The district has been more deliberate in purchasing instructional materials representative of its students. For example, the district recently adopted Curriculum Associates’ i-Ready Math, which meets the culturally and linguistically responsive indicators the district looks for, Yturralde said.
“Many of the materials we purchase are in English and Spanish so as to meet the needs of all students in the district,” she said.
Additionally, Gadsden ISD also invited Sharroky Hollie, executive director of the Center for Culturally Responsive Teaching and Learning, to provide all the district’s employees with self-paced, online professional development courses and follow-up assistance for engaging students and improving learning, said Yturralde, who called the courses “enlightening.”
“We need to recognize we all have biases,” Yturralde said.
Teachers and administrators are using data-driven approaches to discover where to make alterations in instructional delivery and materials. Although there’s been much progress, the district is taking a slow approach because conversations about cultural bias can be uncomfortable, and because the district wants its efforts to be effective and meaningful, Yturralde said.
“This is not a one-shot thing. It will take many years,” she said. “Our goal is to provide the best education for all our students.”
Emerson Elementary in Berwyn, Illinois
It’s hard to pinpoint the origin of the equity movement at Emerson Elementary, a K-5 school in Berwyn, Illinois. It happened organically and through many small discussions that grew into a larger mission, said 4th grade teacher Dennis Puhr.

> _Data listing_

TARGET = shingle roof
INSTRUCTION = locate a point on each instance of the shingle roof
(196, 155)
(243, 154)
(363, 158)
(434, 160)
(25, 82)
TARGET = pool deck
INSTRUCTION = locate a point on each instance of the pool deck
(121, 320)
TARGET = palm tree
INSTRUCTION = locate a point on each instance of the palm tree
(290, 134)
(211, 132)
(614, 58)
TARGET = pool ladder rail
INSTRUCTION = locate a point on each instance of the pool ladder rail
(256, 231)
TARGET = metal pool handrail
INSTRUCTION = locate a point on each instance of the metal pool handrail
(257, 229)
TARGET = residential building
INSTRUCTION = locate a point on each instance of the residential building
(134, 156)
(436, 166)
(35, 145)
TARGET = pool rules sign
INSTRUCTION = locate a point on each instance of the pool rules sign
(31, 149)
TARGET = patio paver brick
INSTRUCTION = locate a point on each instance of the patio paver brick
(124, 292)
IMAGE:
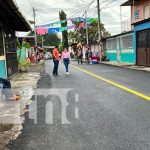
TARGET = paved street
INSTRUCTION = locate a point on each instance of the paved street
(107, 118)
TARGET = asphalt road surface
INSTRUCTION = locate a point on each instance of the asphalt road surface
(109, 109)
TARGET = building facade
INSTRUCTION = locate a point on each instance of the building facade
(119, 48)
(140, 19)
(11, 20)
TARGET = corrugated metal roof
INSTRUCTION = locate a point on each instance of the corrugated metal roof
(11, 15)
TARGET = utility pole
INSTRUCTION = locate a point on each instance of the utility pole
(99, 29)
(87, 36)
(35, 35)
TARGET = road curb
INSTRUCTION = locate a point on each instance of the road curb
(125, 67)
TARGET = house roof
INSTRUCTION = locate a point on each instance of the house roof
(114, 36)
(10, 15)
(140, 22)
(129, 2)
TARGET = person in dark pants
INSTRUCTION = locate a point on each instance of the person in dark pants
(56, 59)
(80, 56)
(66, 59)
(5, 89)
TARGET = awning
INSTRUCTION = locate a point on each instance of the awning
(10, 15)
(129, 2)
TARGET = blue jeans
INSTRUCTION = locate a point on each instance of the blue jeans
(56, 64)
(66, 63)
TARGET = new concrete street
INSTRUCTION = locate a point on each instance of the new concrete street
(112, 112)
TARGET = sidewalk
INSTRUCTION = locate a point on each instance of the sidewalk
(24, 83)
(127, 65)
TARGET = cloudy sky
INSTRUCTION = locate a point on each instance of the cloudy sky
(47, 11)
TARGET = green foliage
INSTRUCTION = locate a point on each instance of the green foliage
(62, 16)
(24, 65)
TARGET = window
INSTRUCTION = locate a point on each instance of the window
(146, 12)
(1, 42)
(111, 44)
(10, 40)
(127, 41)
(136, 14)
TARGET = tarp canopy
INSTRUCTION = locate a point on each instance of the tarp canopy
(11, 16)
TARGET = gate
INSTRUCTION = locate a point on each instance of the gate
(11, 52)
(143, 48)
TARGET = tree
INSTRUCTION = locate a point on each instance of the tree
(62, 16)
(48, 39)
(80, 34)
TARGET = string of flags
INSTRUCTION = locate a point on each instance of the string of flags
(49, 29)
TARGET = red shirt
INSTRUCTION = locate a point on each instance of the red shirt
(56, 54)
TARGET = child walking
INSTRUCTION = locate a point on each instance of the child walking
(65, 58)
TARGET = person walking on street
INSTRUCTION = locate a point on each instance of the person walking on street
(79, 56)
(56, 59)
(65, 58)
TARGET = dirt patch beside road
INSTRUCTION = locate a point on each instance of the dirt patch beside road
(24, 84)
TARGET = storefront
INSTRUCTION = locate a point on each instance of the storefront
(11, 20)
(120, 48)
(142, 42)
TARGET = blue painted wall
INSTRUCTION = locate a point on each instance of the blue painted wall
(2, 69)
(111, 56)
(139, 27)
(128, 55)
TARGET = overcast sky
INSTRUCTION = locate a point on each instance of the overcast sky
(47, 11)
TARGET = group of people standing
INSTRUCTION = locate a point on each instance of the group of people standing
(65, 58)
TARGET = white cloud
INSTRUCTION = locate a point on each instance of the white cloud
(48, 11)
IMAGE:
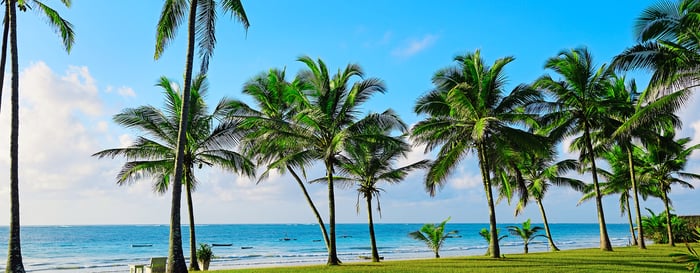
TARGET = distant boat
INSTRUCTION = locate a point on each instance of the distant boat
(141, 245)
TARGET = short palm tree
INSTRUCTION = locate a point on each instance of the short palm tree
(433, 235)
(201, 26)
(578, 109)
(526, 232)
(65, 29)
(267, 141)
(663, 164)
(468, 111)
(368, 163)
(209, 144)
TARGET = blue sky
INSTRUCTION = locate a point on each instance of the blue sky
(68, 100)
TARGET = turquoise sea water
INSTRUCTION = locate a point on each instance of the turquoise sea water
(64, 249)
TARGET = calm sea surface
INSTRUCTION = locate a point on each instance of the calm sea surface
(64, 249)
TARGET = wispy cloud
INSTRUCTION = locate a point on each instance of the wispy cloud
(415, 46)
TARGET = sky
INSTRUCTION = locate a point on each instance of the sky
(68, 100)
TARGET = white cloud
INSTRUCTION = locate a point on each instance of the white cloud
(414, 46)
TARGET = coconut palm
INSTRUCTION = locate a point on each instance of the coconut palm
(328, 118)
(537, 174)
(468, 111)
(201, 25)
(578, 109)
(486, 234)
(433, 235)
(526, 232)
(65, 29)
(274, 114)
(209, 144)
(368, 163)
(663, 164)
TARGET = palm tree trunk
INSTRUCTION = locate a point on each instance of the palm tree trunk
(194, 265)
(313, 207)
(629, 219)
(332, 253)
(552, 246)
(176, 258)
(493, 244)
(3, 54)
(370, 221)
(604, 239)
(669, 229)
(633, 178)
(14, 255)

> _Work to complete_
1. In the text on culturally responsive teaching, which two languages are many of the district's purchased materials in?
2. Continue the text on culturally responsive teaching from the point where it stops.

> _Answers to the exercises_
1. English and Spanish.

2.
When a core group of teachers approached Principal Jean Suchy about their desire to increase equitable practices, she was supportive. The Berwyn South School District 100 arranged for Ivette Dubiel, the executive director of equity and professional learning at the DuPage Regional Office of Education, to provide professional development to a small group of teachers, Suchy said.
Puhr said the training was “transformative.”
“A lot of people thought they were being inclusive, but we realized to be an antiracist educator, it’s really to be proactive and to take concrete steps in our classroom and school to bring about change that I think our world needs at this time.”
Since that training, the school staff has discussed implicit and explicit biases and the definition of antiracist. Additionally, teachers have been modeling antiracist practices, Puhr said.
Emerson’s antiracist actions go hand-in-hand with the school’s established responsive classroom approach that gives priority to social and emotional learning at the beginning of the school year, Puhr said. Teachers encourage the school’s 350 students to speak their minds and react in productive ways to what’s going on in the world. For example, students can write letters to members of Congress or raise money to help communities damaged by a hurricane or climate change.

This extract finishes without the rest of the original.